Work task =>
Everything in the listing below from the line containing "Query: stucco house" through the line containing "of the cumulus" must be repeated exactly; the remaining lines are not wanted.

Input records =>
++++++
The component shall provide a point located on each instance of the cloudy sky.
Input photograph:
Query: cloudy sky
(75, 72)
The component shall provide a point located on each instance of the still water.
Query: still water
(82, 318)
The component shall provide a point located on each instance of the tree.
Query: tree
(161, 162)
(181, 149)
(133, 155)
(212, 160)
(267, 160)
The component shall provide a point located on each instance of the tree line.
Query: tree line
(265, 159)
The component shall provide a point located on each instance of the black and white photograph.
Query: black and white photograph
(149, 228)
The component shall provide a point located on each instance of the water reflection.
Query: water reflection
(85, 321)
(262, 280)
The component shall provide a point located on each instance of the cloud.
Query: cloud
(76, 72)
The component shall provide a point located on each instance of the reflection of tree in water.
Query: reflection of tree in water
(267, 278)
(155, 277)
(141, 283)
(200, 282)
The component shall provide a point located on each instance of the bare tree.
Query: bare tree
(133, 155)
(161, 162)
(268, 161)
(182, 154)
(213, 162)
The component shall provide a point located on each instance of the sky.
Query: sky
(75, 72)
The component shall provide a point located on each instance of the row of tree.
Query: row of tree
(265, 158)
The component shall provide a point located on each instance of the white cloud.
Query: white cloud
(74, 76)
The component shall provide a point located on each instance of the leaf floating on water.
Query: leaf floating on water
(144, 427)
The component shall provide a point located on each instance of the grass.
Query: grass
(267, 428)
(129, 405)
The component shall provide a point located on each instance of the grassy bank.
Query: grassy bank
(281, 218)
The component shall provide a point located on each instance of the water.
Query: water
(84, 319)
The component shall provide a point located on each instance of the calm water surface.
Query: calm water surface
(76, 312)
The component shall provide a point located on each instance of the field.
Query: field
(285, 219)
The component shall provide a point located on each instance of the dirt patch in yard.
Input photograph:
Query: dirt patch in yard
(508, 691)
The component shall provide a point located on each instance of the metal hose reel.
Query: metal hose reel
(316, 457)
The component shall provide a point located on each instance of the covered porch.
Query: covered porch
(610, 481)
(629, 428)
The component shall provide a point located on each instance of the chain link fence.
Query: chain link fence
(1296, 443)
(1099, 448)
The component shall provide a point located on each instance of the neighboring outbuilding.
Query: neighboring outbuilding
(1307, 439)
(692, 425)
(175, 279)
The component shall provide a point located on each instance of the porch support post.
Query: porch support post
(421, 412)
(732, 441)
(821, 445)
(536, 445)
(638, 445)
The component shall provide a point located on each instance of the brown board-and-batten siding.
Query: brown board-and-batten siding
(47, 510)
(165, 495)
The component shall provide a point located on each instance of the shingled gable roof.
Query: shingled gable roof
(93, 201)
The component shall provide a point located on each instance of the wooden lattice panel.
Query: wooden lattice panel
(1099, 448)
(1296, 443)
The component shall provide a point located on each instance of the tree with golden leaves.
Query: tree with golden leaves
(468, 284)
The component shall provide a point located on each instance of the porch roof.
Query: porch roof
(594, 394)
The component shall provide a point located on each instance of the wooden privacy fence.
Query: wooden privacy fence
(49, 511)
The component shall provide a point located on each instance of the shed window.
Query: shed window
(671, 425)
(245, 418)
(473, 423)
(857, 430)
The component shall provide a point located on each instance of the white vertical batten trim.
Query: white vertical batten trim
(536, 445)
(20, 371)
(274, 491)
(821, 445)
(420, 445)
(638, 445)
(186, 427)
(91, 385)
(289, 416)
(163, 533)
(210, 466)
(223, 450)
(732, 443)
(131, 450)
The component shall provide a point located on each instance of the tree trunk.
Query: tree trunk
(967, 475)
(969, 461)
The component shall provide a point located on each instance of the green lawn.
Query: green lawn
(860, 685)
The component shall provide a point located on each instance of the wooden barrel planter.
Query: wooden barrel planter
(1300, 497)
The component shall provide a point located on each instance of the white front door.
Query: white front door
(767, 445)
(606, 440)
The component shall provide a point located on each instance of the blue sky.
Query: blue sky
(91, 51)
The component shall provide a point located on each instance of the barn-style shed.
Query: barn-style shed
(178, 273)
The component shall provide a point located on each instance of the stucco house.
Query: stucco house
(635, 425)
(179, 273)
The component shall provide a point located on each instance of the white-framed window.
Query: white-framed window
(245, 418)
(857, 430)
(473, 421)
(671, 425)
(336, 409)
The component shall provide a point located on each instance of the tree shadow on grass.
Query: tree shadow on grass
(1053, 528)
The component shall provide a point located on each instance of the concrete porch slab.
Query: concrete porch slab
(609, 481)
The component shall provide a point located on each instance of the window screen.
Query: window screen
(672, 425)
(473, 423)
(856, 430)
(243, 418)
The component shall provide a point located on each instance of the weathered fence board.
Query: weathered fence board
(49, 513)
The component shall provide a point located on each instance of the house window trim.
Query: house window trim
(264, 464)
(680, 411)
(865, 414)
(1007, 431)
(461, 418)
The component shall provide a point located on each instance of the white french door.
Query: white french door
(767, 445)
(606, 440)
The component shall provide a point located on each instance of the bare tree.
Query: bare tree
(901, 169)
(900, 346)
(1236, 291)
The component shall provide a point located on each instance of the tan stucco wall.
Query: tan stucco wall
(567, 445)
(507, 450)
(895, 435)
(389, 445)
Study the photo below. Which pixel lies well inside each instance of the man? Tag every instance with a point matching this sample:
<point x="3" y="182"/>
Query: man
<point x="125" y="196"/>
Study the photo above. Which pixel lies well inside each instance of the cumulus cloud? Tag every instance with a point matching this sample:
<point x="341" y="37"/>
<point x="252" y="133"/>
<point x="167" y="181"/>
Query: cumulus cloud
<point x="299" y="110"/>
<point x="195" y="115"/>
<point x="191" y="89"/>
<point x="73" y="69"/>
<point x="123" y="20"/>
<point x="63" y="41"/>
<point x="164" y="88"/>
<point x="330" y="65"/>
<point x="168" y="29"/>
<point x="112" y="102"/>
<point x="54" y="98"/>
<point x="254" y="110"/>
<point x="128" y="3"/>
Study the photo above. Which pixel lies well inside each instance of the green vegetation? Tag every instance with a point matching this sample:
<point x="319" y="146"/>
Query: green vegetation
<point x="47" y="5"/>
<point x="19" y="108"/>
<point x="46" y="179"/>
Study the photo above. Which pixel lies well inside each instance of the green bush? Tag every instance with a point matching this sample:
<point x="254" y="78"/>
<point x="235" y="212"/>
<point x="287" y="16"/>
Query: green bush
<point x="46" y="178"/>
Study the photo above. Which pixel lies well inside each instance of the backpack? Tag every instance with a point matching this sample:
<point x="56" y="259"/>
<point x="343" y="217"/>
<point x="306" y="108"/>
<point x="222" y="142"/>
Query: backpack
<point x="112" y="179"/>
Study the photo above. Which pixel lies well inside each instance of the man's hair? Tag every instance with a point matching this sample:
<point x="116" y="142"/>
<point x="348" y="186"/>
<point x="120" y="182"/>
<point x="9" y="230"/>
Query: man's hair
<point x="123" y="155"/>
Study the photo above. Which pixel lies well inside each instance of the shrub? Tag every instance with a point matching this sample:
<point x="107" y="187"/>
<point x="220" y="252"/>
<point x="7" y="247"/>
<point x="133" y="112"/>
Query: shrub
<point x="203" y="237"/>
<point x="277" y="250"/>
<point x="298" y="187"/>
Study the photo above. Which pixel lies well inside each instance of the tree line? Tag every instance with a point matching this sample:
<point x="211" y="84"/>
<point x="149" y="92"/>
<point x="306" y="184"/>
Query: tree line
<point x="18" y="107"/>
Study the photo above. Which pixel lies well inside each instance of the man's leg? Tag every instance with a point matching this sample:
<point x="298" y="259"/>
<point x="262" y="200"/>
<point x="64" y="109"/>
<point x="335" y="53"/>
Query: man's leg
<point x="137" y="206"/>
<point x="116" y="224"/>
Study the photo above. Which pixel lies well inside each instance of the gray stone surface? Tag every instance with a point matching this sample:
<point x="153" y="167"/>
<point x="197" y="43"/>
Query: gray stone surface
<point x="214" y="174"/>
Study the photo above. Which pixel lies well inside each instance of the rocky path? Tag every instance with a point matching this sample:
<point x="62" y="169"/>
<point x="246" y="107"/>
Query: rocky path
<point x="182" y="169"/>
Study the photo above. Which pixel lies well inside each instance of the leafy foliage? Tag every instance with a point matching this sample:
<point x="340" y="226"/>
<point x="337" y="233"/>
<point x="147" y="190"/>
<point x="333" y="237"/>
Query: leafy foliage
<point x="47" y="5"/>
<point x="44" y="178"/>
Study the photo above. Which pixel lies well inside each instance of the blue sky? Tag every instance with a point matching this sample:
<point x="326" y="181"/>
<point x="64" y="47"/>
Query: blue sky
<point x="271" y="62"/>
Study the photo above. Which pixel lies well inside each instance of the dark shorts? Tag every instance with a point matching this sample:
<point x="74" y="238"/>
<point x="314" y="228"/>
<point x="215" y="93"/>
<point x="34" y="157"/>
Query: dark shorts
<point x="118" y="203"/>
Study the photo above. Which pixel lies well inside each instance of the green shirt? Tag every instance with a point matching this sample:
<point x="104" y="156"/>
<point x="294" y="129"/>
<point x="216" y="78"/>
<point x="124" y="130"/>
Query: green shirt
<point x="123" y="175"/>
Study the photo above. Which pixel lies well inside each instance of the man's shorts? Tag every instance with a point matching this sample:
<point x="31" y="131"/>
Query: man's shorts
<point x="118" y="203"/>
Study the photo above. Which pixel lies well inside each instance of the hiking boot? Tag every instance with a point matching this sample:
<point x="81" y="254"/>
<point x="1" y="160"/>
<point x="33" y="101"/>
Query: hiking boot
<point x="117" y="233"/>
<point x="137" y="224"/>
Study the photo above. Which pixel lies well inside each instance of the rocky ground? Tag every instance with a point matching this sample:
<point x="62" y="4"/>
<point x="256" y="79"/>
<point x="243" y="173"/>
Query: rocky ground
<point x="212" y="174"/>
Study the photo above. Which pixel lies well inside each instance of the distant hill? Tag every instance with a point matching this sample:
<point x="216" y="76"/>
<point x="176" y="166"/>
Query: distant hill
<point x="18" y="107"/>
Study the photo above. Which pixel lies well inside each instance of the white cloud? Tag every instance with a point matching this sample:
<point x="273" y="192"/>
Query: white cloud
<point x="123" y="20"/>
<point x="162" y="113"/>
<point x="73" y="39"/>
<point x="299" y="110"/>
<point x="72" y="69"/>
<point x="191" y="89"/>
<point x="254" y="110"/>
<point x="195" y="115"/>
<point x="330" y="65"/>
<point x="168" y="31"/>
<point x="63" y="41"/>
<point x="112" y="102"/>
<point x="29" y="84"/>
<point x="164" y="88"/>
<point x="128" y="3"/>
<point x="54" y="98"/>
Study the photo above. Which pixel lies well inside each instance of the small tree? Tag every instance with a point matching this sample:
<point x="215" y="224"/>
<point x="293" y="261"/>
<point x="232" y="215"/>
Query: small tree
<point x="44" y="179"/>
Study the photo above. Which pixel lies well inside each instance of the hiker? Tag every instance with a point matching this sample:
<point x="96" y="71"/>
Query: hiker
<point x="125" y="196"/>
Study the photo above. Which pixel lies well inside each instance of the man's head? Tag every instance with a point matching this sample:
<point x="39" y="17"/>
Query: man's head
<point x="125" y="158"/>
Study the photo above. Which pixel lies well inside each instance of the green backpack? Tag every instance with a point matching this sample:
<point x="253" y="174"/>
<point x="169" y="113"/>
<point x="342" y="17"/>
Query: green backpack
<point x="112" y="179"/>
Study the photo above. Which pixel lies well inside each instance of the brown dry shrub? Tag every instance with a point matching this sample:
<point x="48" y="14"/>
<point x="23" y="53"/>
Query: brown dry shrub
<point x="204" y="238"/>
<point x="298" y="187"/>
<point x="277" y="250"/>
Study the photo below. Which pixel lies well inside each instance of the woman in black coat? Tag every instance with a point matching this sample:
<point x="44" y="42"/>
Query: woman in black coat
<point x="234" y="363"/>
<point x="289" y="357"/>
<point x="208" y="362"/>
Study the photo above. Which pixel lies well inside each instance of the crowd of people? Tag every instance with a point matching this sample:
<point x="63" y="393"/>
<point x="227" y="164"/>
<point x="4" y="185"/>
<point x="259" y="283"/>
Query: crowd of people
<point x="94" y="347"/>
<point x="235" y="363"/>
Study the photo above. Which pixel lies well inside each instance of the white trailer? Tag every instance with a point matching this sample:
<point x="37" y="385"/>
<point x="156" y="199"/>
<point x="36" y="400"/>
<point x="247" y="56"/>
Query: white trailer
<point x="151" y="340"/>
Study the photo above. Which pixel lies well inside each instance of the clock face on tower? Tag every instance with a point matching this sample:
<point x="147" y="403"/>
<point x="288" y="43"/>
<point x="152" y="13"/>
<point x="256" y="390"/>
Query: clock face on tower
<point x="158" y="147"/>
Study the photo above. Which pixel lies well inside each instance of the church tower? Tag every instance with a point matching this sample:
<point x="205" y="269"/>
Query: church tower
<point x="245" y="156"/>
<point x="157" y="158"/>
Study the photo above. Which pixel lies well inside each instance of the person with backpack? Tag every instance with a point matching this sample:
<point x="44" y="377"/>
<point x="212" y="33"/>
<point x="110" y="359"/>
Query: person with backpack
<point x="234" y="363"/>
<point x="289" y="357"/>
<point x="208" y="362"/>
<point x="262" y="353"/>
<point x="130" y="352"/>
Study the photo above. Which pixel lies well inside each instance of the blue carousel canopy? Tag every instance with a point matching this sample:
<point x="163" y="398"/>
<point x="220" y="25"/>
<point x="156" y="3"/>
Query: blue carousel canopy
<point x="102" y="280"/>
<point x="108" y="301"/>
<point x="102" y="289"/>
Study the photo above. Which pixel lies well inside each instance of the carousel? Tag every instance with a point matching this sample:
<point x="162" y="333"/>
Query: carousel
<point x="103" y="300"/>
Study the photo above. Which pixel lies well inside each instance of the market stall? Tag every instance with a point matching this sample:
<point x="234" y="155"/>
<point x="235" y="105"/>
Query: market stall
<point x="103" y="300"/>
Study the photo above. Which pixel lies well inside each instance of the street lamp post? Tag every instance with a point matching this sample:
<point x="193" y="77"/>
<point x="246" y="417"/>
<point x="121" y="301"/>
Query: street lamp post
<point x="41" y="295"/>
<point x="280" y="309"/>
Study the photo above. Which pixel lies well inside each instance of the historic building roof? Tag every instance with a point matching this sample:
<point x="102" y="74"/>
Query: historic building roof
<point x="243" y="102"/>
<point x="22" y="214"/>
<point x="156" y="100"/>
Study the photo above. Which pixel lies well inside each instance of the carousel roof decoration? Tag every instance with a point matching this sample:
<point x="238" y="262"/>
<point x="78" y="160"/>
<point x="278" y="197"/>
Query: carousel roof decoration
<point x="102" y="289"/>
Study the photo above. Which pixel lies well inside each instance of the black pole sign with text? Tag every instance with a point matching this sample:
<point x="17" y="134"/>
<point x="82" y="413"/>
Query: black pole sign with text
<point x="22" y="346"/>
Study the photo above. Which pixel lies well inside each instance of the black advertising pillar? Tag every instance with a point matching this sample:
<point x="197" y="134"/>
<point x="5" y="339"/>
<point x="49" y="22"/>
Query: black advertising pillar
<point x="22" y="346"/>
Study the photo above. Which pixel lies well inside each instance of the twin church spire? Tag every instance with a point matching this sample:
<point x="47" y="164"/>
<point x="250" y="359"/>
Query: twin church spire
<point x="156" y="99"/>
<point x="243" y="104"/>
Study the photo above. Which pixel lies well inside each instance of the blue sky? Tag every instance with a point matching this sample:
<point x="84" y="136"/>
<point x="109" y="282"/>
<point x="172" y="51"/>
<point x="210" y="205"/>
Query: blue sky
++++++
Solution for this problem =>
Query: stucco house
(635, 425)
(179, 273)
The component shall provide a point located on each instance of the white-framed window.
Query: white-framed window
(245, 418)
(857, 430)
(473, 421)
(671, 425)
(336, 409)
The component shall provide a point located on each instance of the tree shadow on grass.
Query: tree shadow on grass
(1053, 528)
The component shall provide a point located on each instance of the concrete porch slab.
Query: concrete porch slab
(609, 481)
The component shall provide a point located on each instance of the window screen.
Query: window screen
(672, 425)
(473, 423)
(856, 430)
(243, 418)
The component shall provide a point located on each instance of the weathered fence board.
Query: weathered fence board
(49, 513)
The component shall provide a point located on each instance of the house window trim.
Query: house window trim
(264, 464)
(680, 411)
(865, 414)
(1007, 431)
(461, 418)
The component shall provide a point located on each instance of the white french door.
Query: white french door
(767, 445)
(606, 440)
The component shall provide a point located on each instance of the bare tree.
Query: bare tree
(901, 169)
(900, 346)
(1236, 291)
The component shall provide a point located on each instance of the tan stucco wall.
Query: tan stucco wall
(567, 445)
(507, 450)
(895, 435)
(389, 445)
Study the photo below. Which pixel lies well inside each instance of the man? Tag every instance with a point matching this sample:
<point x="3" y="182"/>
Query: man
<point x="125" y="196"/>
Study the photo above. Which pixel lies well inside each instance of the cumulus cloud? Tag every instance with a point matching this sample:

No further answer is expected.